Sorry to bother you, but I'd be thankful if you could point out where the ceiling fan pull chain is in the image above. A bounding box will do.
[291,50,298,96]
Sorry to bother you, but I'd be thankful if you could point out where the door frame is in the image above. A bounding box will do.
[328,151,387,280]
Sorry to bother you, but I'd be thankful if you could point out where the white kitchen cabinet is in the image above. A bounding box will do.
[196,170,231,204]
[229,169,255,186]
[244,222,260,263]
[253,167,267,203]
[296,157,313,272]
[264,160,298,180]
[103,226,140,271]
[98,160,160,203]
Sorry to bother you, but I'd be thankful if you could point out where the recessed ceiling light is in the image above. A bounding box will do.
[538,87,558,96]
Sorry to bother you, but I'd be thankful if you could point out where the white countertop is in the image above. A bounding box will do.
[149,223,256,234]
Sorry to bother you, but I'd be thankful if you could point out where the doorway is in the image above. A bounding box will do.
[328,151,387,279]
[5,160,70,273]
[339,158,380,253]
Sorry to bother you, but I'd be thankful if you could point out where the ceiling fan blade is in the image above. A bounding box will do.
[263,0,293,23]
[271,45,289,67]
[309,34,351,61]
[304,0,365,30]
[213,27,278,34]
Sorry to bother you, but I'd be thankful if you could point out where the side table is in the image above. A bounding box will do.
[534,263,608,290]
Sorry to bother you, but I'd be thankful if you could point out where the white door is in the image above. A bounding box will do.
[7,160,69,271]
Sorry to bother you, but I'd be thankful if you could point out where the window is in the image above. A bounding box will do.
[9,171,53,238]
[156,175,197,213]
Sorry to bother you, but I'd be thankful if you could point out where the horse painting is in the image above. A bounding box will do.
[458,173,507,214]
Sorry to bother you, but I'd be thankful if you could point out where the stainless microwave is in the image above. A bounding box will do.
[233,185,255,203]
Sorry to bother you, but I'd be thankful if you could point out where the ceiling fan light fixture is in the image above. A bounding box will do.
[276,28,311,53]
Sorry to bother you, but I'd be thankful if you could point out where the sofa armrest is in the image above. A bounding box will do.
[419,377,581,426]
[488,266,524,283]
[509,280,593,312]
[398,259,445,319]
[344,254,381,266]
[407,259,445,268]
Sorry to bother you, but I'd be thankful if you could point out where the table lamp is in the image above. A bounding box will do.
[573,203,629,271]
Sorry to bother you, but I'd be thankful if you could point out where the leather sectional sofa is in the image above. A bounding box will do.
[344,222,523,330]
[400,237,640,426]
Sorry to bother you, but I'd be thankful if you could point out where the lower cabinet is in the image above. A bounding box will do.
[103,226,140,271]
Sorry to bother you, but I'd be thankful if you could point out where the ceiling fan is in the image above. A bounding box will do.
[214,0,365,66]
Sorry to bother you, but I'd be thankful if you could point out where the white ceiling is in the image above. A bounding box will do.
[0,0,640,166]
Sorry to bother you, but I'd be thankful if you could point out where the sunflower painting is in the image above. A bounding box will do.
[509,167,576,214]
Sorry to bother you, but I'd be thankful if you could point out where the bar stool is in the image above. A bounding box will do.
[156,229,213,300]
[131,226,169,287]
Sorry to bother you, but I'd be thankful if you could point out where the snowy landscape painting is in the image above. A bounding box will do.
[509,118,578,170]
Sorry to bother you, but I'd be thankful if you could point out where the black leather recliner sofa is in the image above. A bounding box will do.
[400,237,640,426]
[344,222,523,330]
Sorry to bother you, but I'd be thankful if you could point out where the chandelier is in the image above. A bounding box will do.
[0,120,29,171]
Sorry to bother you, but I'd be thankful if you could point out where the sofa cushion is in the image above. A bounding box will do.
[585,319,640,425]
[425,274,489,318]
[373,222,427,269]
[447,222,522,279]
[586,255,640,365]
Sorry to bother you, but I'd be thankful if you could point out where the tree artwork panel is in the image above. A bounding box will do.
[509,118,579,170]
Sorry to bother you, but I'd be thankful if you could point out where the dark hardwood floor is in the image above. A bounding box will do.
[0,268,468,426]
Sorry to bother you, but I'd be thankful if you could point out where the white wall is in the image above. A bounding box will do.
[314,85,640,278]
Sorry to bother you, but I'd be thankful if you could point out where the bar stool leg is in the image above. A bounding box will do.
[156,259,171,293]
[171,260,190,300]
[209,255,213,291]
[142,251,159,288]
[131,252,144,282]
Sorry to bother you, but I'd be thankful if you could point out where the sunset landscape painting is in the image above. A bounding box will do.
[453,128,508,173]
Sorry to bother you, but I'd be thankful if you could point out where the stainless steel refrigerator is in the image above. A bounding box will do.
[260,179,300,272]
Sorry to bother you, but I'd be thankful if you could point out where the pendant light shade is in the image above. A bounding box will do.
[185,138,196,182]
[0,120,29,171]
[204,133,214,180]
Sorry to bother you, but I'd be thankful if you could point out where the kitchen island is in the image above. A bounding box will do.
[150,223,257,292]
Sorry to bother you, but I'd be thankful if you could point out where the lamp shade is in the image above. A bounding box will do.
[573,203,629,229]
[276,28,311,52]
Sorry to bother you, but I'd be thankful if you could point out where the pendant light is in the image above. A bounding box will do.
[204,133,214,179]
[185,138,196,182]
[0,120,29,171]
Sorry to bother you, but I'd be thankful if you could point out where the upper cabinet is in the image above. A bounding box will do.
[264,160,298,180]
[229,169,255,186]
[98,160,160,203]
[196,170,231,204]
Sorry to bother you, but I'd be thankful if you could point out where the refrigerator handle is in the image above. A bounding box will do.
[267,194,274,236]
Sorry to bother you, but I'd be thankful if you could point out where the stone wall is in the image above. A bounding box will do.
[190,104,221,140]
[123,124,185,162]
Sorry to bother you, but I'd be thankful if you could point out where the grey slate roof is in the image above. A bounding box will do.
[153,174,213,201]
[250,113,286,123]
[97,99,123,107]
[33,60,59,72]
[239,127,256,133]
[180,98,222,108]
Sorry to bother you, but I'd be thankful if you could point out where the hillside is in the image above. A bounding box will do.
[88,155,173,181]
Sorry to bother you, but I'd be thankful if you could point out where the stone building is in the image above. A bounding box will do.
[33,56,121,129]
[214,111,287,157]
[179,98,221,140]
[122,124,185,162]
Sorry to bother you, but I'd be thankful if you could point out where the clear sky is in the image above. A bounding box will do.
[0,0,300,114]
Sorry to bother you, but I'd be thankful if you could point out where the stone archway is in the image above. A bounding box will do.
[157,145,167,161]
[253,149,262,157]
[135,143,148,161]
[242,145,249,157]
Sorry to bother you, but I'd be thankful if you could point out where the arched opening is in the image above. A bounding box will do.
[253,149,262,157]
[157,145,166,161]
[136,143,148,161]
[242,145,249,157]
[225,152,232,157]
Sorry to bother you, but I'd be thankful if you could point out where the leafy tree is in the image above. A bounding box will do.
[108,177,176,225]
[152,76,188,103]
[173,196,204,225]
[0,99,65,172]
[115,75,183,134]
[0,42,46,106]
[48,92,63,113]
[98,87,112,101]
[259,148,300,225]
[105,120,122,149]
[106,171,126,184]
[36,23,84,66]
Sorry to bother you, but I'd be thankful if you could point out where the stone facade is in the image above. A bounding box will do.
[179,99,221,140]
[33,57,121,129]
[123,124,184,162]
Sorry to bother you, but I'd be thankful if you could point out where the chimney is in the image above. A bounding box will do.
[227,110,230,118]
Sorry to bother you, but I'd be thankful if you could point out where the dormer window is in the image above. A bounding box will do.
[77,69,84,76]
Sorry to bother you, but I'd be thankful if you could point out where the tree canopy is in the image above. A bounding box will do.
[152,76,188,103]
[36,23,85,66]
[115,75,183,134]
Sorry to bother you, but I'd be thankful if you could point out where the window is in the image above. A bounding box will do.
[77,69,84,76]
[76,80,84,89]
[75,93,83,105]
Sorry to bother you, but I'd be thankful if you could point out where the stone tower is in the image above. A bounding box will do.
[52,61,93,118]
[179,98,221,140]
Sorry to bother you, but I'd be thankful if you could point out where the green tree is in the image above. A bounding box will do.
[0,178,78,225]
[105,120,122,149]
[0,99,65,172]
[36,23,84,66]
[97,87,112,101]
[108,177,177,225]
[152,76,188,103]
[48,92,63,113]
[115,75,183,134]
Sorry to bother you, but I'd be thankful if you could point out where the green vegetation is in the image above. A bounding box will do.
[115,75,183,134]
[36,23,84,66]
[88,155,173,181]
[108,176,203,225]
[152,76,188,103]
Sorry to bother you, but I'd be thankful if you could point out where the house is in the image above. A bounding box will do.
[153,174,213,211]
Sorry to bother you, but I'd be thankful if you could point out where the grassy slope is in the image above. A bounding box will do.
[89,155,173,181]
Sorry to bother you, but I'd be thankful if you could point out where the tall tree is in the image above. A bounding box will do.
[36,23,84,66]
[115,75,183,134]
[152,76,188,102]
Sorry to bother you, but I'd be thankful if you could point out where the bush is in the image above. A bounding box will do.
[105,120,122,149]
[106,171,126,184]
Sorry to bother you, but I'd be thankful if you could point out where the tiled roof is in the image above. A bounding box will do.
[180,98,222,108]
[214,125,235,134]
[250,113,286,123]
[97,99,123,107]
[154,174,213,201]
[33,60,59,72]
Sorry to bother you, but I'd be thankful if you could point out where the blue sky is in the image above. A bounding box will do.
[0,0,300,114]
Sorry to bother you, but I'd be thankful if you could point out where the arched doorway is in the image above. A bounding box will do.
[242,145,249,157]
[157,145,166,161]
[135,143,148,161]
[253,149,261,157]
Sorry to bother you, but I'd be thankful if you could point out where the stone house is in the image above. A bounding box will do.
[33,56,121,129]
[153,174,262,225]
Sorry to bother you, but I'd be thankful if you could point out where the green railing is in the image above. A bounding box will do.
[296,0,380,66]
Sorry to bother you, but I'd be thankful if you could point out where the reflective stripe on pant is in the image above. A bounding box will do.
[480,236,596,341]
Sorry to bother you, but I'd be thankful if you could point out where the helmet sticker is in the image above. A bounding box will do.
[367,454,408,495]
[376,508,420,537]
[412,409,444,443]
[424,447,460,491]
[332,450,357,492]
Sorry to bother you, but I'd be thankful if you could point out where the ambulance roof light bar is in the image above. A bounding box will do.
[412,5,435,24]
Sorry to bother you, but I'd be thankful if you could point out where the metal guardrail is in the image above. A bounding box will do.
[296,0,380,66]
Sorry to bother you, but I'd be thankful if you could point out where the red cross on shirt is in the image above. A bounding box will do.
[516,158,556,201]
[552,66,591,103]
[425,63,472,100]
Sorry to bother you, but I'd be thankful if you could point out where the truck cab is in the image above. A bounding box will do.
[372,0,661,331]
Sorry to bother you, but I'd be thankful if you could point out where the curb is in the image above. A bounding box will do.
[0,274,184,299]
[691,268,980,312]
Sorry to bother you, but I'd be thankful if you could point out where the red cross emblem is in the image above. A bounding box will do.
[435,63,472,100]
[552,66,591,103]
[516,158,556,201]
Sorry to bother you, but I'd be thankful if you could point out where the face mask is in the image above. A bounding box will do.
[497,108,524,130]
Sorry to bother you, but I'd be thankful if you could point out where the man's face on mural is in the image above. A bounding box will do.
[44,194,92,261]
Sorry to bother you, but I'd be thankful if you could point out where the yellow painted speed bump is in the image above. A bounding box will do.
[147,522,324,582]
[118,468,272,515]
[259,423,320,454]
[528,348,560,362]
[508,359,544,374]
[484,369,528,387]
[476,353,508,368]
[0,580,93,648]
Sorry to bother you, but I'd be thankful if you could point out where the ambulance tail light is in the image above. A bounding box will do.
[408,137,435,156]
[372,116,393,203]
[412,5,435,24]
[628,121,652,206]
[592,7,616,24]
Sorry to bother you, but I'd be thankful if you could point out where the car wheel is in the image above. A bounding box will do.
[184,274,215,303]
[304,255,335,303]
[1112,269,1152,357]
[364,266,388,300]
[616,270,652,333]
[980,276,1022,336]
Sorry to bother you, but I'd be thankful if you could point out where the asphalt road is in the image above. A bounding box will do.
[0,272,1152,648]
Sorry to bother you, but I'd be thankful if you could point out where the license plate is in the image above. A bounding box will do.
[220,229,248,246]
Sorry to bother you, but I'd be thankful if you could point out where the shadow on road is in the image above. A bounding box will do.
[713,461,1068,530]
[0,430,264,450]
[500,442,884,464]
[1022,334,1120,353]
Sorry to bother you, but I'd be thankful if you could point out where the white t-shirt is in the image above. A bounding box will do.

= = = = =

§ What the task requires
Starting at the line that contains "where the black" and ending with the line that contains "[260,179,300,272]", rewrite those lines of the items as a JSON list of strings, one string per line, with any blank lines omitted.

§ Expected output
[
  "Sorry to bother you, but I'd be thankful if you could point out where the black leather recliner sofa is in the image above. A bounding box will do.",
  "[400,237,640,426]",
  "[344,222,523,330]",
  "Sorry to bother you, but I'd be thankful if you could point out where the chandelier is in the image above. A bounding box will do.",
  "[0,120,29,171]",
  "Sorry to bother you, but I'd be thankful if you could point out where the sofa cushion is in the image above. A bounding box will do.",
  "[585,319,640,425]",
  "[425,274,489,318]",
  "[373,222,427,269]",
  "[447,222,522,279]",
  "[586,255,640,365]",
  "Sorry to bother you, but I'd be thankful if you could point out where the tree artwork panel is in the image above. A bounding box will do.",
  "[509,118,579,170]",
  "Sorry to bother you, but I'd be thankful if you could point out where the dark hardwood floor is in the image above. A bounding box will do.",
  "[0,268,468,426]",
  "Sorry to bother you, but I'd be thankful if you could point out where the white wall is in the image above. A bounding box will do.",
  "[314,85,640,278]",
  "Sorry to bother you, but I'd be thankful if you could point out where the bar stool leg is in the image above. A bounding box will do.",
  "[156,259,171,293]",
  "[171,260,190,300]",
  "[209,255,213,291]",
  "[142,251,159,288]",
  "[131,252,144,282]",
  "Sorry to bother you, but I'd be thankful if you could point out where the sunset landscape painting is in the image above. A bounding box will do.",
  "[453,128,508,173]",
  "Sorry to bother you, but I'd be thankful if you could point out where the stainless steel refrigerator is in the image above. A bounding box will do.",
  "[260,179,300,272]"
]